▸ **Instruction A**
Could you rewrite the stretch from "This framework resolves" through "the aggregated results." of the Gherkin extension text, replacing "Micro-Domain" with "Inner-Domain"?

▸ **Page**

------------------------------------------------------------------------

This repository contains a reference implementation of a Domain-Specific extension to Gherkin (BDD), designed to automate the testing of non-deterministic and stochastic systems.
Problem Statement

Standard BDD frameworks (such as Behave, Cucumber, or Pytest-BDD) are designed for deterministic testing. They evaluate a single execution path and return a tri-state result (Pass/Fail/Error).
However, when testing stochastic systems (e.g., Random Number Generators, Machine Learning models, or complex behavioral economies), a single execution is insufficient to determine system correctness. System validation requires evaluating the statistical distribution of outcomes over $N$ iterations.
Attempting to force iterative statistical evaluation into standard BDD typically results in semantic overloading—such as hiding while loops, data aggregation, and statistical math within a single Then step. This destroys test readability, traceability, and state isolation.
Architectural Solution

This framework resolves the limitation by introducing a Meta-Testing Architecture via a custom Gherkin superset. It explicitly separates the orchestrator (Macro) from the payload (Micro).

The Micro-Domain (Atomic Behavior): A standard, deterministic BDD scenario representing a single system interaction.
The Macro-Domain (Stochastic Scenario): A wrapper that declares configuration limits, defines a strict data schema, iteratively executes the Micro-Domain, and queries the aggregated results.

------------------------------------------------------------------------

▸ **Task inputs**
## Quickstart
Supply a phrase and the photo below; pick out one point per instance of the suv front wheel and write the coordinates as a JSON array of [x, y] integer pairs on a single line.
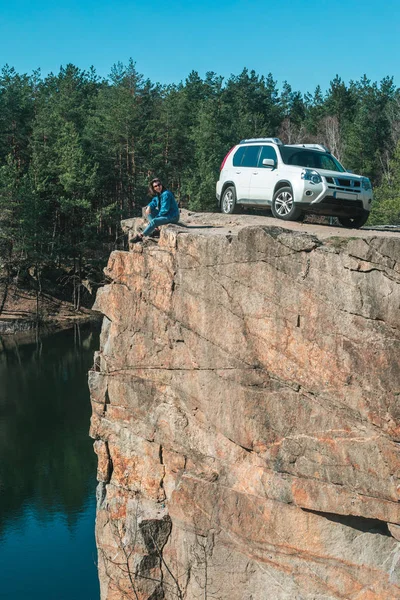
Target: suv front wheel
[[283, 206], [228, 201]]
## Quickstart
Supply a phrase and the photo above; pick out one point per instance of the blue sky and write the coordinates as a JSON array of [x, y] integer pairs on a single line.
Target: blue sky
[[306, 42]]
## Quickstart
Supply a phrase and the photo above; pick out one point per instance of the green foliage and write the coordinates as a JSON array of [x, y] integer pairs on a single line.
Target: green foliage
[[386, 208], [77, 152]]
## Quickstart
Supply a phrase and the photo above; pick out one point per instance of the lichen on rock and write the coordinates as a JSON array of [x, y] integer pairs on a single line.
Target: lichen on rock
[[246, 415]]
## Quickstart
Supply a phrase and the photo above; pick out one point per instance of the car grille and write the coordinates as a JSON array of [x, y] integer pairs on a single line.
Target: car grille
[[342, 184]]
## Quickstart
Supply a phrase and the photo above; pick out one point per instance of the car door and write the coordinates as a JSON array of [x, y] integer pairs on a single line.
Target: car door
[[263, 178], [244, 163]]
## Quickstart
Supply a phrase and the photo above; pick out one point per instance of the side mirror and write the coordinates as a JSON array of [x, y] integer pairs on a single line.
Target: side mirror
[[269, 162]]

------------------------------------------------------------------------

▸ **Instruction B**
Can you lay out the listing, from its start through the line that contains "[[246, 415]]", as a two-column CSV with the headers text and answer, one row per text-and-answer pair? Put each value in a single quoted field with line breaks turned into spaces, and leave the pictures out.

▸ **Full output A**
This framework resolves the limitation by introducing a Meta-Testing Architecture via a custom Gherkin superset. It explicitly separates the orchestrator (Macro) from the payload (Micro).

The Inner-Domain (Atomic Behavior): A standard, deterministic BDD scenario representing a single system interaction.
The Macro-Domain (Stochastic Scenario): A wrapper that declares configuration limits, defines a strict data schema, iteratively executes the Inner-Domain, and queries the aggregated results.

▸ **Full output B**
text,answer
"## Quickstart Supply a phrase and the photo below; pick out one point per instance of the suv front wheel and write the coordinates as a JSON array of [x, y] integer pairs on a single line. Target: suv front wheel","[[283, 206], [228, 201]]"
"## Quickstart Supply a phrase and the photo above; pick out one point per instance of the blue sky and write the coordinates as a JSON array of [x, y] integer pairs on a single line. Target: blue sky","[[306, 42]]"
"## Quickstart Supply a phrase and the photo above; pick out one point per instance of the green foliage and write the coordinates as a JSON array of [x, y] integer pairs on a single line. Target: green foliage","[[386, 208], [77, 152]]"
"## Quickstart Supply a phrase and the photo above; pick out one point per instance of the lichen on rock and write the coordinates as a JSON array of [x, y] integer pairs on a single line. Target: lichen on rock","[[246, 415]]"